:: Exercise task ::
Convert everything from the line containing "Practice step: identify the white flag" down to the final line below, both included, into a numbered list, omitting any blank lines.

:: Dataset rows ::
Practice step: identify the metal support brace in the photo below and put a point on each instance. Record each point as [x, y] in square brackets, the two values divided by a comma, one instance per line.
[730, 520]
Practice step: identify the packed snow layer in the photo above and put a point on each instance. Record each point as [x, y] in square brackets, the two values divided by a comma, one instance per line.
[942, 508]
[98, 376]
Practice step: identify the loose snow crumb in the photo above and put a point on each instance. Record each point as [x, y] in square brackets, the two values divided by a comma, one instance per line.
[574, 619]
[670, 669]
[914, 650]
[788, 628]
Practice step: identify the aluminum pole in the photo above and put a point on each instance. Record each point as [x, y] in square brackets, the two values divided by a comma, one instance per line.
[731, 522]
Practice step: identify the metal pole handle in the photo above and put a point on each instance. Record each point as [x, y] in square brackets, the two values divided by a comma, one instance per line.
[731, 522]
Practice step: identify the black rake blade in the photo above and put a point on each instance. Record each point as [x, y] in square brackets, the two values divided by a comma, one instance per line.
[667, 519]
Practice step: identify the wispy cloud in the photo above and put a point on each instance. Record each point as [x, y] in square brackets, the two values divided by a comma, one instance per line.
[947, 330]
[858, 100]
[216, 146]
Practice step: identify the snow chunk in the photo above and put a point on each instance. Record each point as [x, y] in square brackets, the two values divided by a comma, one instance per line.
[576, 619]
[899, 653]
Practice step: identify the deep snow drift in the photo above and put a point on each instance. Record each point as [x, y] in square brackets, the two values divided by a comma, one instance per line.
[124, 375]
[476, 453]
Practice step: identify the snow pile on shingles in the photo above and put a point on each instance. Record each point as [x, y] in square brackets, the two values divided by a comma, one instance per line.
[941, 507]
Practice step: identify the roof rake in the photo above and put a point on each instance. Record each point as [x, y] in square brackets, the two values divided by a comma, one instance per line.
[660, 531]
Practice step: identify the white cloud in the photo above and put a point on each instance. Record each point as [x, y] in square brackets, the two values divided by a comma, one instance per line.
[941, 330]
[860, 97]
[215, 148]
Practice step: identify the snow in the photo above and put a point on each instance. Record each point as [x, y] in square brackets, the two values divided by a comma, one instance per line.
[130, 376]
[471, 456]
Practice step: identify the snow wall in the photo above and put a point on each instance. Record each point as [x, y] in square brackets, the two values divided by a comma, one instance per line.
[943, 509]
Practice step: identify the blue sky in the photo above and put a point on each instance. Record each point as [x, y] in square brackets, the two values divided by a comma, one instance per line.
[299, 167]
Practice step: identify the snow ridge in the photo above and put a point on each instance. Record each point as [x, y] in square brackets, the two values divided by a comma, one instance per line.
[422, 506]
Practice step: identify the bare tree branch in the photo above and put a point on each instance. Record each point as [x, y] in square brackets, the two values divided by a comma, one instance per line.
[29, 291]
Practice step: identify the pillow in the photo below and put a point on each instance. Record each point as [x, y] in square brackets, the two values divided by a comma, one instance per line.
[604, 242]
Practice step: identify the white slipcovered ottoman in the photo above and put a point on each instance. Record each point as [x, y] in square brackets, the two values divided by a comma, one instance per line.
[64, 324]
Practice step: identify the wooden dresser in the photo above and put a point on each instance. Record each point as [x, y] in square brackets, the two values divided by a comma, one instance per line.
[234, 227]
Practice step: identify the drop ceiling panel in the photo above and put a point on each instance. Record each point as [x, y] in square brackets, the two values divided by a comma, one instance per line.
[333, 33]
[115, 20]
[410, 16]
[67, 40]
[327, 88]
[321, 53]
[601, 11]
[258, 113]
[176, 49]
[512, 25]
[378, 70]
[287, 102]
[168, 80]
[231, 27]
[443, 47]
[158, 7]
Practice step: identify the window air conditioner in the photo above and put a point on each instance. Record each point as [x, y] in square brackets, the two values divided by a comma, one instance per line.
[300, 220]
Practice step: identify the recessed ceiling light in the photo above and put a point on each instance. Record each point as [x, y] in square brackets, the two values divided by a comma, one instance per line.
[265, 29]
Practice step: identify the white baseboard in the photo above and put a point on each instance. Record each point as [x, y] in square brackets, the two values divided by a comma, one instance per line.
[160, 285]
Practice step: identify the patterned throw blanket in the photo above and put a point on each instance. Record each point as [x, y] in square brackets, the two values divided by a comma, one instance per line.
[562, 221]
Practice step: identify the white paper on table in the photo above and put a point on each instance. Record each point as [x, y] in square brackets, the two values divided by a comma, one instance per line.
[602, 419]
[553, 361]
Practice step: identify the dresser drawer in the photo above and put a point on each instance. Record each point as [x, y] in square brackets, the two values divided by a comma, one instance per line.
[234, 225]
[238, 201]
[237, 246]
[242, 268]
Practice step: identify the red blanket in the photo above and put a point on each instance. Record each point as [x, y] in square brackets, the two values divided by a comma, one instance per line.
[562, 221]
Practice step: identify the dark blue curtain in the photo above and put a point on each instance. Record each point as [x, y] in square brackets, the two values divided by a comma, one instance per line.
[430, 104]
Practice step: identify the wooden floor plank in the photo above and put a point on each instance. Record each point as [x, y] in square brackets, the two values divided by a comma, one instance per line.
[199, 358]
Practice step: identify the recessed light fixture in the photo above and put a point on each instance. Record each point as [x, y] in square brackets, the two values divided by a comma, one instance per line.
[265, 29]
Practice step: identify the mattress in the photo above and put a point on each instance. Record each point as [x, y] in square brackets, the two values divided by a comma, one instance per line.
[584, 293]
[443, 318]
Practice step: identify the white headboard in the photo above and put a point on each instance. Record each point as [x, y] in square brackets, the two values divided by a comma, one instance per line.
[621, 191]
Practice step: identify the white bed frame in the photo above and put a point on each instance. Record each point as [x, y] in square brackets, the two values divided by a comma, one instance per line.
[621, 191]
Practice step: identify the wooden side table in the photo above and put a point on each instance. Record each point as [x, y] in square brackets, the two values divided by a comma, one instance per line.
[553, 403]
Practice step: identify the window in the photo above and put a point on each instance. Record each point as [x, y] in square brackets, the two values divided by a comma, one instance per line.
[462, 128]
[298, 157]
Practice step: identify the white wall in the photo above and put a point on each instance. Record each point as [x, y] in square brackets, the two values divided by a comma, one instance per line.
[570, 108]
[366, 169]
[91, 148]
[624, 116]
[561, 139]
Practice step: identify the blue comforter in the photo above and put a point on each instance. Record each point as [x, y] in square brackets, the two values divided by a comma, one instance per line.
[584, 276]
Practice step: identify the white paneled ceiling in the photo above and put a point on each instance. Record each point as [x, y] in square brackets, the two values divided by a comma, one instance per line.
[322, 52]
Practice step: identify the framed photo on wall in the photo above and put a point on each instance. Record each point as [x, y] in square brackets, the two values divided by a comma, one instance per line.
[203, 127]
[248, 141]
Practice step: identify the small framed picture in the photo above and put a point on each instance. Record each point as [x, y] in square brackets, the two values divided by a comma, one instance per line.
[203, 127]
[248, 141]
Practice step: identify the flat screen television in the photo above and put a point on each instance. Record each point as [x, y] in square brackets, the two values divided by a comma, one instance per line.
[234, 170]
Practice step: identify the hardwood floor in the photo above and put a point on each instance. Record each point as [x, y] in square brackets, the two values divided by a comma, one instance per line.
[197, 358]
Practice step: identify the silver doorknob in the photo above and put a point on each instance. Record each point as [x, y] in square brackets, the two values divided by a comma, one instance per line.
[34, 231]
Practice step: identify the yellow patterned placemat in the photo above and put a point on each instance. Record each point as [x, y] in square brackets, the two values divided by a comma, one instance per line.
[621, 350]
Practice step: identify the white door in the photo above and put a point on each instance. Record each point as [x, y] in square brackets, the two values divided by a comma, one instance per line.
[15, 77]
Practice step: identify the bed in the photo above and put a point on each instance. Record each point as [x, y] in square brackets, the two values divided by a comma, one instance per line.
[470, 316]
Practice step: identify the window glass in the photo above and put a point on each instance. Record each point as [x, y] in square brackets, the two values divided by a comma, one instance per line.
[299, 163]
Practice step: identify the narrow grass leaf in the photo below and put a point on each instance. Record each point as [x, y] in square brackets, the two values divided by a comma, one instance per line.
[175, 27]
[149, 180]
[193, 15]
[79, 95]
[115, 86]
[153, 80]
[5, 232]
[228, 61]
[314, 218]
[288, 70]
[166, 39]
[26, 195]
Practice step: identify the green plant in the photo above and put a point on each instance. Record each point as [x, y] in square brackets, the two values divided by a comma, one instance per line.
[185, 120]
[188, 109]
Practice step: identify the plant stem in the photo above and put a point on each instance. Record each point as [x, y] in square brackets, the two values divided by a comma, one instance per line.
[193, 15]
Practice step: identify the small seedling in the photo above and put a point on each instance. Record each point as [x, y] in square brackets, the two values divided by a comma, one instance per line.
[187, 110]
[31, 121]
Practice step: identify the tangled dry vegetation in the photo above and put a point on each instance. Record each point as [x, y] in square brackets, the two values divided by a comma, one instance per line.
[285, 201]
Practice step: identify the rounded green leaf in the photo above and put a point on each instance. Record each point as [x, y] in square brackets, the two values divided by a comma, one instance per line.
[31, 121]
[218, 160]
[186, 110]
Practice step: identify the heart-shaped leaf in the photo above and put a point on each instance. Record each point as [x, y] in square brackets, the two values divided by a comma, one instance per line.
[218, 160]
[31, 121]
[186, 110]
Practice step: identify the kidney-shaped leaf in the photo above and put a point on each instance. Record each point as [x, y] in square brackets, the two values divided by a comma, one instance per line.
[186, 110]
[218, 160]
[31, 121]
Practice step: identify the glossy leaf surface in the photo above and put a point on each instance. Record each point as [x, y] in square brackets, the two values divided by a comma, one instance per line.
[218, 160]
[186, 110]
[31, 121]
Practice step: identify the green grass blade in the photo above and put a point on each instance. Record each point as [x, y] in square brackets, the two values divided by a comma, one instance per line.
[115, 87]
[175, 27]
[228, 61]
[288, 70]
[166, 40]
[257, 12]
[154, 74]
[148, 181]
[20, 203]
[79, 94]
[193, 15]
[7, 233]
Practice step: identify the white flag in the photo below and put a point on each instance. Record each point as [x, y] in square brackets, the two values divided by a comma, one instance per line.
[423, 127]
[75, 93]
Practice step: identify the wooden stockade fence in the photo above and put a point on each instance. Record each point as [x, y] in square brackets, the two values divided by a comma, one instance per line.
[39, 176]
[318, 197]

:: The response ::
1. Practice step: identify the white flag in the photo below and put a point on each instance. Record each point as [x, y] in square brackets, the two values divided by a comma, one instance per line.
2. [423, 127]
3. [75, 93]
4. Practice step: identify the wooden stockade fence in the photo above and put a point on each instance. Record each point as [x, y] in square brackets, the two values divided by a comma, one instance per line.
5. [39, 176]
6. [318, 197]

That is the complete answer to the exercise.